** Begin **

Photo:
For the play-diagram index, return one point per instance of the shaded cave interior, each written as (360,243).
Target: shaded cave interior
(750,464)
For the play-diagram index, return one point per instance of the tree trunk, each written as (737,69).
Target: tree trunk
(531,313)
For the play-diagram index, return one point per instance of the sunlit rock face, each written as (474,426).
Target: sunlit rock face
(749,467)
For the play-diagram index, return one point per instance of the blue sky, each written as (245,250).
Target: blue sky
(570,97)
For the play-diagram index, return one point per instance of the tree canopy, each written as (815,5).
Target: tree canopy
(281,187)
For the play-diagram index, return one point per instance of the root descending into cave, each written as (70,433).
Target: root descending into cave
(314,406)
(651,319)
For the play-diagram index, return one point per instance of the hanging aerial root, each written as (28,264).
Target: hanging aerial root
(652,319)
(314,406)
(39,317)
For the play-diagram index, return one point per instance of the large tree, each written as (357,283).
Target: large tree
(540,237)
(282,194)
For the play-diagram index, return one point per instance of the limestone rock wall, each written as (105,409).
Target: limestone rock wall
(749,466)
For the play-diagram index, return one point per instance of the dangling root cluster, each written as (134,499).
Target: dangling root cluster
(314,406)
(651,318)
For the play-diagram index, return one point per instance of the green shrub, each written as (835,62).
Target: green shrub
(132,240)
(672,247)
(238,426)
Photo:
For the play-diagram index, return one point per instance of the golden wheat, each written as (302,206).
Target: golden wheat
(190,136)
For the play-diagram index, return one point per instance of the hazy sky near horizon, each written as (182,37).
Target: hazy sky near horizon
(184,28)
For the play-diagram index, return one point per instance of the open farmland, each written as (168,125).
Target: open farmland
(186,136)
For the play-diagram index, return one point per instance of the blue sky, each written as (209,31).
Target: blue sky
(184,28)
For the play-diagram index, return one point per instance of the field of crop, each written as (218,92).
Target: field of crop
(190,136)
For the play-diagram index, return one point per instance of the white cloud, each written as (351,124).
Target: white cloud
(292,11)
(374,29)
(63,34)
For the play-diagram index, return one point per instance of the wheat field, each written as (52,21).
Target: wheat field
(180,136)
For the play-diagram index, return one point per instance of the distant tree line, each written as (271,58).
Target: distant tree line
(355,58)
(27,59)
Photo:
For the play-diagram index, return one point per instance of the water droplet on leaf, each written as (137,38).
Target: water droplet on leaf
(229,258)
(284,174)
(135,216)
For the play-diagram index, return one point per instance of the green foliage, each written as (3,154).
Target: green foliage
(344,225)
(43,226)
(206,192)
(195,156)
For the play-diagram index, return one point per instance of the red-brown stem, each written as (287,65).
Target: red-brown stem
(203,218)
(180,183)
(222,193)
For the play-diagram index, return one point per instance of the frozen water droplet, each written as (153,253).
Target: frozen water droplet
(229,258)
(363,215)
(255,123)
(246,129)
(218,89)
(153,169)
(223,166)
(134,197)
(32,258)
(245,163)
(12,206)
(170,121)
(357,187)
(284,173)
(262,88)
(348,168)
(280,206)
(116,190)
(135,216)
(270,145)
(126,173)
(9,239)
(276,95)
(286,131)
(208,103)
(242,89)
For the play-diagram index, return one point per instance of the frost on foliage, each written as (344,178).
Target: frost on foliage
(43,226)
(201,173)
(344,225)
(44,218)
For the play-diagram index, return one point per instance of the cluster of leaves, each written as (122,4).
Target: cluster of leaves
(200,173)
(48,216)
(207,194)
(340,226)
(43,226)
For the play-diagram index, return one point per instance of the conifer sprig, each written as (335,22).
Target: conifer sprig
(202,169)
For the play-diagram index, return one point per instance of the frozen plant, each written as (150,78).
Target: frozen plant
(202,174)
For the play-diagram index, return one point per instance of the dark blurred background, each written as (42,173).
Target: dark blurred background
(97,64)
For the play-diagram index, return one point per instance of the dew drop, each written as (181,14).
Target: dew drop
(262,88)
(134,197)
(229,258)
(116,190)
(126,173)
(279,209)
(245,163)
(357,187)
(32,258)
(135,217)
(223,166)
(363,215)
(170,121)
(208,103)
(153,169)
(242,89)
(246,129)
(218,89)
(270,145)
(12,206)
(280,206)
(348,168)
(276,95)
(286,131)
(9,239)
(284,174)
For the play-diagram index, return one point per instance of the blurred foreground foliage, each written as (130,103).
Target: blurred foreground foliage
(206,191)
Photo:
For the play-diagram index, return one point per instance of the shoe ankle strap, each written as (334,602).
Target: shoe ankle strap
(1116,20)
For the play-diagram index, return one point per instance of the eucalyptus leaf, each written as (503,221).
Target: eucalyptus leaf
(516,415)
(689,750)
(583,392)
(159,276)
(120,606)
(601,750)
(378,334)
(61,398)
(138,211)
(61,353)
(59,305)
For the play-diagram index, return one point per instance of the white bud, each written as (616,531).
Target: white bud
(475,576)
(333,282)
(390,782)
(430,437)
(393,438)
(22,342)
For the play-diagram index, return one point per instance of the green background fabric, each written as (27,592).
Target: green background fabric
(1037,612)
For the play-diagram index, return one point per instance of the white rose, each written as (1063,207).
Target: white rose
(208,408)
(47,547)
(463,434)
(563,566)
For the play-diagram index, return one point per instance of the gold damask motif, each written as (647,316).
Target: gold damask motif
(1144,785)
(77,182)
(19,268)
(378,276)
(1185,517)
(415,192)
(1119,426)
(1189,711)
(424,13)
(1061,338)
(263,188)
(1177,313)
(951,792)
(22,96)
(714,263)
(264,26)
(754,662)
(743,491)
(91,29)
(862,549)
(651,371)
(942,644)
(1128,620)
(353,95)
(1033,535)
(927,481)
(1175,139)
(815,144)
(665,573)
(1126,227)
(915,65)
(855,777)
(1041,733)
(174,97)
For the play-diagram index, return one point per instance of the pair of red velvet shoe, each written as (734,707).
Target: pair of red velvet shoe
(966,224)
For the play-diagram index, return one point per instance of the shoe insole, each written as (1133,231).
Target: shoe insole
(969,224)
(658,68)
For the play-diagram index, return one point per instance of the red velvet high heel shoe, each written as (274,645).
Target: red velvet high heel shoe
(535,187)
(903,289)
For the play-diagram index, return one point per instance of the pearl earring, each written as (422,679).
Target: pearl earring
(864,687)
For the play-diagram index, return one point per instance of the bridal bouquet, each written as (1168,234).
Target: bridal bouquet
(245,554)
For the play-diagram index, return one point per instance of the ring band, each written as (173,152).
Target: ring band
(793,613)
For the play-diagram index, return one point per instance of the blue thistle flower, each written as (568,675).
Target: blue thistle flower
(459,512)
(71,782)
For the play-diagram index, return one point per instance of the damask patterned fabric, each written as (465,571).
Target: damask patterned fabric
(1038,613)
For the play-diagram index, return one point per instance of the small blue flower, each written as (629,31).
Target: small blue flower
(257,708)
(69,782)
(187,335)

** End **

* [Task objective]:
Output each entry precisely as given.

* [Finished answer]:
Photo:
For the play-diagram index, return one point per instance of the shaded cave interior, each written as (360,243).
Target: shaded cave interior
(750,464)
For the play-diagram index, return one point per instance of the tree trunk, each written as (737,69).
Target: tree trunk
(531,313)
For the play-diagram index, return one point per instance of the sunlit rock face, each written as (474,426).
Target: sunlit rock face
(749,467)
For the play-diagram index, return one point per instance of the blue sky, each written as (245,250).
Target: blue sky
(570,97)
For the play-diagram index, return one point per instance of the tree canopy, each written as (815,5).
Target: tree canopy
(281,187)
For the play-diagram index, return one point per instance of the root descending into cave, each written as (70,433).
Target: root descending into cave
(314,406)
(651,319)
For the play-diagram index, return one point per instance of the hanging aerial root, each written as (28,264).
Target: hanging aerial root
(652,319)
(314,406)
(39,317)
For the play-diagram index, return one point per instance of the large tree, each written as (357,283).
Target: large tree
(540,237)
(282,194)
For the play-diagram index, return one point per instance of the limestone rock wall, each written as (105,409).
Target: limestone rock wall
(749,466)
For the play-diagram index, return one point per instance of the dangling root cluster, each written as (134,499).
Target: dangling root cluster
(314,406)
(651,318)
For the play-diagram index, return one point per instance of the green shrub, each written as (835,62).
Target: green shrub
(132,240)
(672,247)
(238,426)
Photo:
For the play-diagram index, return one point per instance of the golden wheat, each written as (302,206).
Target: golden wheat
(190,136)
For the play-diagram index, return one point per instance of the hazy sky near horizon, each written as (182,37).
Target: hazy sky near horizon
(184,28)
For the play-diagram index, return one point per instance of the open farmland, each written as (168,125).
Target: open farmland
(186,136)
For the play-diagram index, return one point per instance of the blue sky, each written as (209,31).
Target: blue sky
(184,28)
For the play-diagram index, return one point per instance of the field of crop, each written as (218,92).
Target: field of crop
(190,136)
For the play-diagram index, return one point per instance of the white cloud, each written as (351,124).
Target: white cloud
(292,11)
(374,29)
(63,34)
For the play-diagram index, return one point per instance of the wheat field, each written as (52,21).
Target: wheat field
(180,136)
For the play-diagram index, return one point per instance of the distant tree line, each written as (271,58).
Target: distant tree line
(355,58)
(27,59)
Photo:
For the play-diagram index, return one point per instance of the water droplet on leaf, each written as (137,38).
Target: water droplet on leaf
(229,258)
(284,174)
(135,216)
For the play-diagram index, return one point per instance of the green foliage, each written as (3,154).
Target: green foliage
(344,225)
(43,226)
(206,192)
(195,156)
For the play-diagram index, return one point per instance of the red-brown stem, each written as (287,65).
Target: red-brown stem
(203,218)
(180,183)
(222,193)
For the play-diagram index, return one point per instance of the frozen water droplet, each written as (153,253).
Target: frozen water droplet
(229,258)
(363,215)
(255,123)
(246,129)
(218,89)
(153,169)
(223,166)
(134,197)
(32,258)
(245,163)
(12,206)
(170,121)
(357,187)
(284,173)
(262,88)
(348,168)
(280,206)
(116,190)
(135,216)
(270,145)
(126,173)
(9,239)
(276,95)
(286,131)
(208,103)
(242,89)
For the play-diagram index, return one point per instance of the frost on foliage, each written as (344,178).
Target: frost on foliage
(43,226)
(201,173)
(344,225)
(44,218)
For the play-diagram index, return one point per instance of the cluster of leaves, each written as (122,4).
Target: cluster of leaves
(200,173)
(48,216)
(207,194)
(340,226)
(43,226)
For the play-diagram index, return one point per instance of the conifer sprig, each written as (335,22).
Target: conifer sprig
(202,169)
For the play-diagram index, return one point per instance of the frozen plant, each written as (150,78).
Target: frozen plant
(202,174)
For the play-diagram index, return one point per instance of the dark blurred background, each written as (42,173).
Target: dark blurred background
(97,64)
For the play-diagram index, return one point per instance of the dew drop, each written as (181,14).
Target: dew drop
(262,88)
(134,197)
(229,258)
(116,190)
(126,173)
(279,209)
(245,163)
(357,187)
(32,258)
(135,217)
(223,166)
(363,215)
(170,121)
(208,103)
(153,169)
(242,89)
(246,129)
(218,89)
(270,145)
(12,206)
(280,206)
(348,168)
(276,95)
(286,131)
(9,239)
(284,174)
For the play-diagram index, return one point per instance of the blurred foreground foliage, each written as (130,103).
Target: blurred foreground foliage
(206,191)
Photo:
For the play-diagram index, return one point per instance of the shoe ankle strap, each written as (334,602).
Target: shoe ankle strap
(1116,20)
For the play-diagram index, return one point per instance of the eucalyptus leaf, each written as (503,221).
Target: eucalyptus leaf
(516,415)
(689,750)
(583,392)
(159,276)
(120,606)
(601,750)
(378,334)
(61,398)
(138,211)
(61,353)
(59,305)
For the play-diagram index, return one point per instance of the white bud, each written as (616,531).
Target: white bud
(475,576)
(333,282)
(390,782)
(430,437)
(393,438)
(22,342)
For the play-diagram index, return one point per instance of the green background fabric, each written as (27,592).
Target: green background fabric
(1037,612)
For the play-diagram index, return one point per instance of the white rose, each written as (1063,207).
Target: white rose
(208,408)
(47,547)
(463,434)
(563,566)
For the play-diagram index, return one point per instance of the gold damask motif, each written as (647,316).
Target: gold damask motif
(1144,785)
(77,182)
(19,268)
(378,276)
(1185,517)
(415,192)
(1119,426)
(1189,711)
(424,13)
(1061,338)
(263,188)
(1177,313)
(951,792)
(22,96)
(714,263)
(264,26)
(754,662)
(743,491)
(91,29)
(862,549)
(651,371)
(942,644)
(1128,620)
(353,95)
(1033,535)
(927,481)
(1175,139)
(815,144)
(665,573)
(1126,227)
(915,65)
(855,777)
(1041,733)
(174,97)
For the play-diagram index, return one point per instance of the pair of red velvet shoe, each written as (734,707).
Target: pair of red velvet shoe
(966,224)
For the play-diagram index, return one point per instance of the shoe insole, each written as (1133,231).
Target: shoe insole
(969,224)
(658,68)
For the play-diagram index, return one point per instance of the red velvet high heel shoe, each written as (274,645).
Target: red velvet high heel shoe
(535,187)
(903,289)
For the play-diagram index, return one point per instance of the pearl earring, each written as (422,679).
Target: pearl earring
(864,687)
For the play-diagram index, return one point per instance of the bridal bouquet, each written as (1168,234).
Target: bridal bouquet
(245,554)
For the play-diagram index, return one point per instance of the ring band, each written as (173,152).
Target: ring band
(793,613)
For the play-diagram index, return one point per instance of the blue thistle flower, each written as (568,675).
Target: blue thistle flower
(459,512)
(71,782)
For the play-diagram index, return one point per instance of the damask patterned fabric, each written as (465,571).
Target: damask patterned fabric
(1038,613)
For the play-diagram index, return one point per instance of the small blue flower, each written as (629,31).
Target: small blue flower
(257,708)
(69,782)
(187,335)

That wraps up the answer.